WHAT IS REQUIRED: Please continue the forum post below about sending a real-time audio stream to a Direct Line Speech endpoint, starting after its last sentence.

TEXT:
-->

How to hook real-time audio stream endpoint to Dir

2020-07-31 20:47发布

问题:

I am trying to hook-up my real time audio endpoint which produces continuous audio stream with Direct Line Speech (DLS) endpoint which eventually interacts with my Azure bot api.

I have a websocket API that continuously receives audio stream in binary format and this is what I intend to forward it to the DLS endpoint for continuous Speech2Text with my bot.

Based on the feedback and answer here, I have been able to hook up my Direct Line speech endpoint with a real-time stream.

I've tried a sample wav file which correctly gets transcribed by DLS and my bot is correctly able to retrieve the text to operate on it.

I have used the ListenOnce() API and am using a PushAudioInputStream method to push the audio stream to the DLS speech endpoint.

INPUT DATA:
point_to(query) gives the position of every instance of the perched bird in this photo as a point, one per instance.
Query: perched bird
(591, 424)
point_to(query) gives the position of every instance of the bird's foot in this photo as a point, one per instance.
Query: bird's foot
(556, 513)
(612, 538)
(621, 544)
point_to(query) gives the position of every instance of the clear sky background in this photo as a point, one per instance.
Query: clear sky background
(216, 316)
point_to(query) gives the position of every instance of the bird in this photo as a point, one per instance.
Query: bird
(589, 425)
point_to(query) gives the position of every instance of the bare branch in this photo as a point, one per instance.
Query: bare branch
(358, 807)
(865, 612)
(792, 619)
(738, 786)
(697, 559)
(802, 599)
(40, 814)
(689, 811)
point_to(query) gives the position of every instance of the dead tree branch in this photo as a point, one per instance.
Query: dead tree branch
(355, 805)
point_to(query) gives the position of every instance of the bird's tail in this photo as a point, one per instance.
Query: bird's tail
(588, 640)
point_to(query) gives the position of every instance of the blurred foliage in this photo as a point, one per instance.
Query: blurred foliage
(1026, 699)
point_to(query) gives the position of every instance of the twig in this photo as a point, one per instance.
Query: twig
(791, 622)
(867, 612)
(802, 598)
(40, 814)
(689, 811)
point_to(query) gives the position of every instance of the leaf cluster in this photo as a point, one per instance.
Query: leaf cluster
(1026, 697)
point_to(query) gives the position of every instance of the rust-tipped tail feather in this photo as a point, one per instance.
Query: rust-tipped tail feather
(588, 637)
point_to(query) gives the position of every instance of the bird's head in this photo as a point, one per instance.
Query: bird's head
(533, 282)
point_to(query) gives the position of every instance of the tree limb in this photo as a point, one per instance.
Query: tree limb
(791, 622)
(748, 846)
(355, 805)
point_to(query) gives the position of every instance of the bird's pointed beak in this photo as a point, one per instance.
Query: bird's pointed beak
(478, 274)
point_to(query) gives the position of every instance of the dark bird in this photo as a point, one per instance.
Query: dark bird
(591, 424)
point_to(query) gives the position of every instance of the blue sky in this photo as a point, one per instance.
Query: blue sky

ANSWER BOX:
The below code is internals of ListenOnce() method

// Create a push stream
using (var pushStream = AudioInputStream.CreatePushStream())
{
    using (var audioInput = AudioConfig.FromStreamInput(pushStream))
    {
        // Create a new Dialog Service Connector
        this.connector = new DialogServiceConnector(dialogServiceConfig, audioInput);
        // ... also subscribe to events for this.connector

        // Open a connection to Direct Line Speech channel
        this.connector.ConnectAsync();
        Debug.WriteLine("Connecting to DLS");

        pushStream.Write(dataBuffer, dataBuffer.Length);

        try
        {
            this.connector.ListenOnceAsync();
            System.Diagnostics.Debug.WriteLine("Started ListenOnceAsync");
        }
    }
}

dataBuffer in above code is the 'chunk' of binary data I've received on my websocket.

const int maxMessageSize = 1024 * 4; // 4 bytes
var dataBuffer = new byte[maxMessageSize];

while (webSocket.State == WebSocketState.Open)
{
    var result = await webSocket.ReceiveAsync(new ArraySegment<byte>(dataBuffer), CancellationToken.None);
    if (result.MessageType == WebSocketMessageType.Close)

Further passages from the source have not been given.